===== Available data

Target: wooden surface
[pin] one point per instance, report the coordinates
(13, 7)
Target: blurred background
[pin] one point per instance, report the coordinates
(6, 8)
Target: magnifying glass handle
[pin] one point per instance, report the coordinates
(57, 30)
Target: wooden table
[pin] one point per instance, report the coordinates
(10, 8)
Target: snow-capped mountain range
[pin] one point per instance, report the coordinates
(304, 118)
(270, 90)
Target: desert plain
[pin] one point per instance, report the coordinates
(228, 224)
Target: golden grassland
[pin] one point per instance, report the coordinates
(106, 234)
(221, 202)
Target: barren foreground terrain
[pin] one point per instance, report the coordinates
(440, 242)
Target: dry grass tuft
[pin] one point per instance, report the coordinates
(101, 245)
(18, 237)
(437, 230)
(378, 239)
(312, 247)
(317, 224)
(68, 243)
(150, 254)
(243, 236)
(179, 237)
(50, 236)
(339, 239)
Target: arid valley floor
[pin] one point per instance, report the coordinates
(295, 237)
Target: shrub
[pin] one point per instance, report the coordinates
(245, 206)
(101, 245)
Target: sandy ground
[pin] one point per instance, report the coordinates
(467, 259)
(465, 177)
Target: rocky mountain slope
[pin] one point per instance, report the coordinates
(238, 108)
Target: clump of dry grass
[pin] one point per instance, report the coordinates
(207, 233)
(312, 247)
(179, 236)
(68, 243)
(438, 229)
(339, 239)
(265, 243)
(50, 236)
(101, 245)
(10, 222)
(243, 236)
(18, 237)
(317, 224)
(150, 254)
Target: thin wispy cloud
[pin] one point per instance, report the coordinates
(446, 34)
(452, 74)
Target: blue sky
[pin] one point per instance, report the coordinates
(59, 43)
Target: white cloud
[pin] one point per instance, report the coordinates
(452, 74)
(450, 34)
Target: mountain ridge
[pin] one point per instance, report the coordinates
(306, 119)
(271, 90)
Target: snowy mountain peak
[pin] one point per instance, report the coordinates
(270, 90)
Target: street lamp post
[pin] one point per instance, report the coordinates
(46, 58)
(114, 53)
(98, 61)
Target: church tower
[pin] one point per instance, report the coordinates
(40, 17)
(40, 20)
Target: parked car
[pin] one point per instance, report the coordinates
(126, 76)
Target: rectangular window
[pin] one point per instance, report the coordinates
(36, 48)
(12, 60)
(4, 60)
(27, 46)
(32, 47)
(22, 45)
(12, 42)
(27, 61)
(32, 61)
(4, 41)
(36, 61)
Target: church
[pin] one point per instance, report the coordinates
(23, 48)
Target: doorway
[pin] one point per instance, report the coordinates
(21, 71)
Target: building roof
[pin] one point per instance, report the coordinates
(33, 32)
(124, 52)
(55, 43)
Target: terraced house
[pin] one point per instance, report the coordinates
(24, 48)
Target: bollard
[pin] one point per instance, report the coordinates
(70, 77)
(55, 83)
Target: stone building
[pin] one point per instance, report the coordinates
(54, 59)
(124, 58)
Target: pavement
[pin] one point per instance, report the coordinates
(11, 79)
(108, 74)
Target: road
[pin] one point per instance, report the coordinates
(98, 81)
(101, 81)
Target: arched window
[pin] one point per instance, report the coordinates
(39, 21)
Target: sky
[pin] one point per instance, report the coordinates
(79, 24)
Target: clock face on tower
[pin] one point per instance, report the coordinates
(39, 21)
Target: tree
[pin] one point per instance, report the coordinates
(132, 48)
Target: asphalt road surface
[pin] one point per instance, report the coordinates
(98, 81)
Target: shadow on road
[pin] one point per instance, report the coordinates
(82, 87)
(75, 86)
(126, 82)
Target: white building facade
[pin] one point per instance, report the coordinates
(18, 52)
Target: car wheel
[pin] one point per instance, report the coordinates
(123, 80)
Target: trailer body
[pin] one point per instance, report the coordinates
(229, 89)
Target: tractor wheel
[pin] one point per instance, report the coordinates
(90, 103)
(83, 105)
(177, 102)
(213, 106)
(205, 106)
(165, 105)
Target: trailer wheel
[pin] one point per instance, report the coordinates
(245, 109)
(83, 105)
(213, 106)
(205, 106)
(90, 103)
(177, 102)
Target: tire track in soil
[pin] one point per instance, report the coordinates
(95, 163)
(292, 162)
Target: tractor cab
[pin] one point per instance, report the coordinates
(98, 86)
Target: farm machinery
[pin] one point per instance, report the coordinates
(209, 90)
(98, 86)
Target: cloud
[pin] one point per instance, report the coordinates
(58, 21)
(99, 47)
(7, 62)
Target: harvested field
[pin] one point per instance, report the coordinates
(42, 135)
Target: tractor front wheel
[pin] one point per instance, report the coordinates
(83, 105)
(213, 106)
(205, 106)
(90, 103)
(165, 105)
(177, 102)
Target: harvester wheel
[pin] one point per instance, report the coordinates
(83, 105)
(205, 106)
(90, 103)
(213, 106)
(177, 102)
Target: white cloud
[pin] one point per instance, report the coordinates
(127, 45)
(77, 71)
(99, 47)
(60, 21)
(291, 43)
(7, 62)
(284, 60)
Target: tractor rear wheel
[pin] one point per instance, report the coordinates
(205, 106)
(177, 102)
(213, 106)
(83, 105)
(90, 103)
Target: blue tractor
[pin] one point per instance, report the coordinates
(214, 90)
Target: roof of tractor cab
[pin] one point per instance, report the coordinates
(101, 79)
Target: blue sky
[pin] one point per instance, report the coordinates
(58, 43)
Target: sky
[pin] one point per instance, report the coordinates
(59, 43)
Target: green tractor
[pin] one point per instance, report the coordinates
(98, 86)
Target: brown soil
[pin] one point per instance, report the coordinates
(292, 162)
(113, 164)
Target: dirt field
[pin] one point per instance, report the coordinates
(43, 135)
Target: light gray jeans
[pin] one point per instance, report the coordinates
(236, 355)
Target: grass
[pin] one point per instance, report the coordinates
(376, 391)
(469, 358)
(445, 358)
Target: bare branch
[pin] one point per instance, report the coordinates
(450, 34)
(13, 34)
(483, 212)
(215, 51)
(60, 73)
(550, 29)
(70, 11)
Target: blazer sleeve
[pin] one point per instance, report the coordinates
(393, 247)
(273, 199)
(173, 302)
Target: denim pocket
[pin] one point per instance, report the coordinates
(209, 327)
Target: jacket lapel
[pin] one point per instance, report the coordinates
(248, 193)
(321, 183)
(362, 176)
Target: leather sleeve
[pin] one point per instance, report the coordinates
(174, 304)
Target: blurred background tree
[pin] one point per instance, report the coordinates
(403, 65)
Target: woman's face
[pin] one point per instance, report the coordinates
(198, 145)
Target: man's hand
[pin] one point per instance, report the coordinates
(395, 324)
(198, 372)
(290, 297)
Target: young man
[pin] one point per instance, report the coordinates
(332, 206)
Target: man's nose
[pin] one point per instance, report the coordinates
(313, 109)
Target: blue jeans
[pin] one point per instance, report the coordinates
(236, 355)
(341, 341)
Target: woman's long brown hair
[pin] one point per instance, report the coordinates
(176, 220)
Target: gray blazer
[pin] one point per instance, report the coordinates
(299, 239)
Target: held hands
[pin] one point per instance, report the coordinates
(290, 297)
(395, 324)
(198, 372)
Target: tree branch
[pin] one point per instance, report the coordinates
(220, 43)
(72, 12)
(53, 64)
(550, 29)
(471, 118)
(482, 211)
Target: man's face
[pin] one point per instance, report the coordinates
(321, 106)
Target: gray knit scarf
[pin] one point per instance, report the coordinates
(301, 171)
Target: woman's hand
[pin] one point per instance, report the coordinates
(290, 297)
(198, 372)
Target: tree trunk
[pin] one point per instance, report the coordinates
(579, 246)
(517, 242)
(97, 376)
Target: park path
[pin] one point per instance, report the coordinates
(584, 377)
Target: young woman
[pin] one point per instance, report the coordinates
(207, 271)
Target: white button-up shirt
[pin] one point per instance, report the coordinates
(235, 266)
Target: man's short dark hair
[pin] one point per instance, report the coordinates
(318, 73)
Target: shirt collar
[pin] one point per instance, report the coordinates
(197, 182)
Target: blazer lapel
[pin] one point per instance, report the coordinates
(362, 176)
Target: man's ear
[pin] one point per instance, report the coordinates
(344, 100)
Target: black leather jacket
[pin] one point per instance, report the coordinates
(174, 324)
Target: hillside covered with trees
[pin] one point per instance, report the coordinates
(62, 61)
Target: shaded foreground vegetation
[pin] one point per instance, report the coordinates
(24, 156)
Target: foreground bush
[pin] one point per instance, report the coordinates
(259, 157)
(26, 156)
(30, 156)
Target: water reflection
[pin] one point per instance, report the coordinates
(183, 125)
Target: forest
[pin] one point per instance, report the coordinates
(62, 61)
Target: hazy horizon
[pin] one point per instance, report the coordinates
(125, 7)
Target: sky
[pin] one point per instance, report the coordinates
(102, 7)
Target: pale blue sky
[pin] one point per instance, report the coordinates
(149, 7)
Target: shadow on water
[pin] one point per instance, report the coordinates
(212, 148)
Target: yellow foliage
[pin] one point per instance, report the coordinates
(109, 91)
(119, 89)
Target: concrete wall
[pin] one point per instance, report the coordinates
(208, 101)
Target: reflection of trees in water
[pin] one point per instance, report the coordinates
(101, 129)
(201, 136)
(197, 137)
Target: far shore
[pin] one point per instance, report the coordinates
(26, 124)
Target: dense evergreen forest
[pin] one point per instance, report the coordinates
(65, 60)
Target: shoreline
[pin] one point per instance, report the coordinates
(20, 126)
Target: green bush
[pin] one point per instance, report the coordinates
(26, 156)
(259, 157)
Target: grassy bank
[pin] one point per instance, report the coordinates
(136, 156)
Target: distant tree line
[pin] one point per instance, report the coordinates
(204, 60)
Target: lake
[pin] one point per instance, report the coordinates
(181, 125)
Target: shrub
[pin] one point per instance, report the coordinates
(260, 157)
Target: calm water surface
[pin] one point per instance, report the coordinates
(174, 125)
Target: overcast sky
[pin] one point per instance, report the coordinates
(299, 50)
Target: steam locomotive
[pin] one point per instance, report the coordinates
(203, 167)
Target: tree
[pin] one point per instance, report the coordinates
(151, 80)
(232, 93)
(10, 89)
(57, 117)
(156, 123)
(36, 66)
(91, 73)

==========

● How to complete this task: Give the number of lines above in which the word "sleeve" occurs, with nothing else.

● Your solution: 2